▶ _Excerpt provided_:
· · ·

I am new to php and i wish to develop a browser based game. Anyway, i encountered a problem. Here is my code:
<div id ="Ship_choice_div">
<?php
print "Select the ship you wish to equip:<br>";
print "<select name ='shipchoice' lengh = '20'>";
$shipinfo = "Select * from ship_inventory where id=$playerid";
$shipinfo2 = mysql_query($shipinfo) or die("Could not select anything from ships table");
while ($shipinfo3=mysql_fetch_array($shipinfo2))
{
print"<option>$shipinfo3[type]</option>";
}
print"</select><br>";
print"</form>";
?>
</div>
<?php
if (isset($_POST['shipchoice']))

· · ·

▶ _Work to be completed_:
Extend the forum post about the PHP ship-selection dropdown, starting right after its last line of code. The material after this post comes from a separate source.

▶ _Supplied data_:
· · ·

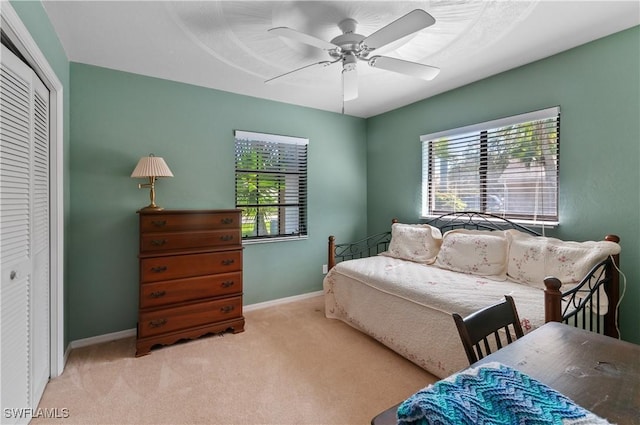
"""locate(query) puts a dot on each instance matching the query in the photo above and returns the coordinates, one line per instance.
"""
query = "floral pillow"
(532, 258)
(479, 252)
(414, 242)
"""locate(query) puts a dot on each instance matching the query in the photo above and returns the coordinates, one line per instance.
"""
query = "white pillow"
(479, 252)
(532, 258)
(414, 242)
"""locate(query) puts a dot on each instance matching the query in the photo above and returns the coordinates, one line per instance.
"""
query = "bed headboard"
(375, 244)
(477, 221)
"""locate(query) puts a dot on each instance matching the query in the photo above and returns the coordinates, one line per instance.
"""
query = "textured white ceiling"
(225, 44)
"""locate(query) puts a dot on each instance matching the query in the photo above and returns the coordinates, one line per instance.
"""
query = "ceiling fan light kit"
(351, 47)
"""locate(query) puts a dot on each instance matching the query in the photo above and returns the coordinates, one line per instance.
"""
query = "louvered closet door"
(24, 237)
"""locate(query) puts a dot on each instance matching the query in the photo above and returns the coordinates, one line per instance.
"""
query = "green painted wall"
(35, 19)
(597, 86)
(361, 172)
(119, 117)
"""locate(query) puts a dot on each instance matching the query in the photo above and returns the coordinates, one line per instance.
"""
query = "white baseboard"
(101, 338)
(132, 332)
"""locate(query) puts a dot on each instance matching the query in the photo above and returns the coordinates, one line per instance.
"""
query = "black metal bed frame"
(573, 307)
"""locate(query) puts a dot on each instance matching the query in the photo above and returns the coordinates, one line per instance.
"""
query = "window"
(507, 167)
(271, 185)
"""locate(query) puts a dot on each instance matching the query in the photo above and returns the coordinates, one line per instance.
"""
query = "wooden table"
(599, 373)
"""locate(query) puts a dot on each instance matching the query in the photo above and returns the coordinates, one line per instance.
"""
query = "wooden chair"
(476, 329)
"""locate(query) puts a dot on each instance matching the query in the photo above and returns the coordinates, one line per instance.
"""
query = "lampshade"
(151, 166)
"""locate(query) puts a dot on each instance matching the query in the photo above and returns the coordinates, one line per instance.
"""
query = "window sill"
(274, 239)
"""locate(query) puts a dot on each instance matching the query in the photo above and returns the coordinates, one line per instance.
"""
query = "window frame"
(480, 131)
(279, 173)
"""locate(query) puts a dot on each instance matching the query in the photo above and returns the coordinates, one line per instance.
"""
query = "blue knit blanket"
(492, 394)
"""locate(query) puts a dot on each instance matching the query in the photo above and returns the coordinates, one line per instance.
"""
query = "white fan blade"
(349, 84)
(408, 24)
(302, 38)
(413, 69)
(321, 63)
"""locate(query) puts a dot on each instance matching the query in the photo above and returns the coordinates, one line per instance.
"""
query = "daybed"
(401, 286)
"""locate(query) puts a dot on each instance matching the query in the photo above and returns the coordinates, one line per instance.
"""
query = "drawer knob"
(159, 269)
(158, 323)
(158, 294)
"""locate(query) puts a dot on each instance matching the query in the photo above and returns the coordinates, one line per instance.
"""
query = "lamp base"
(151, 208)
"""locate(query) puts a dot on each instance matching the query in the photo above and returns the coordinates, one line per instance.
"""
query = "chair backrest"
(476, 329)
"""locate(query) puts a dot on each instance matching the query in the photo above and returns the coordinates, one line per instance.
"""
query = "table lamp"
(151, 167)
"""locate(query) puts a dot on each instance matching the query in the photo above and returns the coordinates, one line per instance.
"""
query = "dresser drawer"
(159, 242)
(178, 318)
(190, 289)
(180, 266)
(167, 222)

· · ·

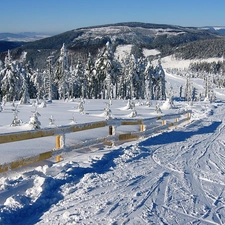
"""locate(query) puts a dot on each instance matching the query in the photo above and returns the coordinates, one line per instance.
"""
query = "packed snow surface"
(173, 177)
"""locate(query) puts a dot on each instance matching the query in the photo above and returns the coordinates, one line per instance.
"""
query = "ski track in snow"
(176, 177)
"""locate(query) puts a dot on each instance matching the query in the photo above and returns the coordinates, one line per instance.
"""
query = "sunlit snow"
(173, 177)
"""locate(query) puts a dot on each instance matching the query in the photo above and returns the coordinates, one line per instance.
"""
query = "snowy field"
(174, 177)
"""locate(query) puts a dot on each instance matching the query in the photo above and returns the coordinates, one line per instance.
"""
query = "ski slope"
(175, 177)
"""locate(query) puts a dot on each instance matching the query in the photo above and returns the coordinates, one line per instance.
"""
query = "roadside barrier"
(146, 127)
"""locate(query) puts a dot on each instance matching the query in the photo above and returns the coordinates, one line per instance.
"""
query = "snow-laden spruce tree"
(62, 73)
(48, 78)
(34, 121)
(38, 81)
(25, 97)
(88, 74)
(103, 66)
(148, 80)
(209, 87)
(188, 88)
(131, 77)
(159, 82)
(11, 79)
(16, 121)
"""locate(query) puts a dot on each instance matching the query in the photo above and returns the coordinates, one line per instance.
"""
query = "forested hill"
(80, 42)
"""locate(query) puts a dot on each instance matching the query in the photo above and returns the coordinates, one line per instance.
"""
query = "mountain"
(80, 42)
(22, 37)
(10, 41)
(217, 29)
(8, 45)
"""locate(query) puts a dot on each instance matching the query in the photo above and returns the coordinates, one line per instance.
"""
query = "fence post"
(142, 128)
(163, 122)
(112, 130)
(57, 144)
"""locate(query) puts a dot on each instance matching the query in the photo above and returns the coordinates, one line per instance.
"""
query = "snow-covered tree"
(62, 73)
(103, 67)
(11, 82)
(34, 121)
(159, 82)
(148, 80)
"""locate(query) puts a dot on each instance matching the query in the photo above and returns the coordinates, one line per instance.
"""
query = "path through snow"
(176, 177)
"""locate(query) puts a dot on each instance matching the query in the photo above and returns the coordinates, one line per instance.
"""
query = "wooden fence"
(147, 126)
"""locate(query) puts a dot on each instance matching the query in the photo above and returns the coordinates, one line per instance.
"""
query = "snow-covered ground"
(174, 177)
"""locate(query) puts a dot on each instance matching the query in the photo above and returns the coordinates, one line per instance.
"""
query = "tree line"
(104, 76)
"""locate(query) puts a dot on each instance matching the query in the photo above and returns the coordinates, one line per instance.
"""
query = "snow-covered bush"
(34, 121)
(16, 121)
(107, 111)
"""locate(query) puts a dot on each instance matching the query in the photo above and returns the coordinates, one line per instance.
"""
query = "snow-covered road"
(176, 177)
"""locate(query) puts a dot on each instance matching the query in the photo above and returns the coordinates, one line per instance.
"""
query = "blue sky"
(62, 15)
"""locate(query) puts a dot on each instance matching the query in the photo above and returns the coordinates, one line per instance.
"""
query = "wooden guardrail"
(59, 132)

· · ·

▶ _Answer for the task_:
{ $ship= $_POST['shipchoice'];
}
switch($ship) {
case 'frigate':
echo "frigate";
break;
case 'destroyer':
echo "destroyer";
break;
}
?>
It doesn't seem to get the value selected from the combo box into the variable $ship. Do i need to make a button to insert $_POST['shipchoice'] into variable $ship? If so, i need to write a new .php script only with this code: if (isset($_POST['shipchoice'])) { $ship= $_POST['shipchoice']; } ???How can i make a button that inserts the variable $ship with $_POST['shipchoice'] all on the same .php page?? What should the action=" " of a button statement be?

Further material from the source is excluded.